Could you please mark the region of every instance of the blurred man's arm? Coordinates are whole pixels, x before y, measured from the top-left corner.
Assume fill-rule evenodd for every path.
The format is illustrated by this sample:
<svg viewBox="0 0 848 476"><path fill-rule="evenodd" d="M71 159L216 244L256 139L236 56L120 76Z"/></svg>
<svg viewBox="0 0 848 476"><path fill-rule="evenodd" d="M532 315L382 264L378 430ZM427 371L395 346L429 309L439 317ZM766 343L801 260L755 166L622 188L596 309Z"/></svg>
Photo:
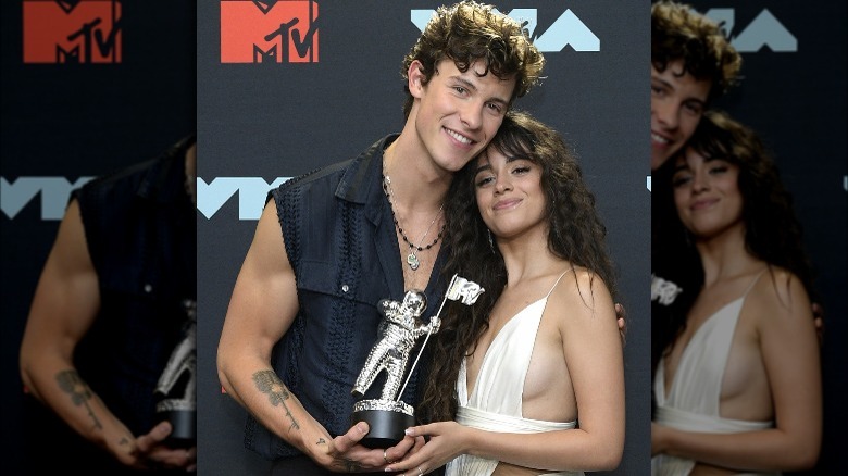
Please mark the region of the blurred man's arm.
<svg viewBox="0 0 848 476"><path fill-rule="evenodd" d="M86 245L79 204L73 200L59 226L35 291L21 345L21 376L29 393L55 412L76 433L126 465L186 466L185 450L158 447L167 424L141 440L103 404L74 367L73 354L100 309L98 277Z"/></svg>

----------

# Challenge:
Revise the entries above by replacing every occurrence of "arm" with "forearm" and leaving everything else unchanged. Omit the pictures from your reply.

# Written reply:
Could you please mark the region of every instance of the blurred man's forearm? Coordinates are whole pixels, x before y, measured from the top-left corner.
Assume fill-rule evenodd for every path.
The format is illustrated by this sample:
<svg viewBox="0 0 848 476"><path fill-rule="evenodd" d="M71 159L216 244L256 139L236 56L120 76Z"/></svg>
<svg viewBox="0 0 848 476"><path fill-rule="evenodd" d="M532 315L382 264L378 430ZM427 371L395 346L429 309L439 317ZM766 343L801 260L755 166L622 188L596 309Z"/></svg>
Photo:
Please mark the region of the blurred man's forearm.
<svg viewBox="0 0 848 476"><path fill-rule="evenodd" d="M86 245L79 204L73 200L59 226L35 291L21 345L21 376L29 393L55 412L76 433L126 465L186 466L185 450L158 447L167 424L141 440L103 404L74 367L73 354L100 309L98 277Z"/></svg>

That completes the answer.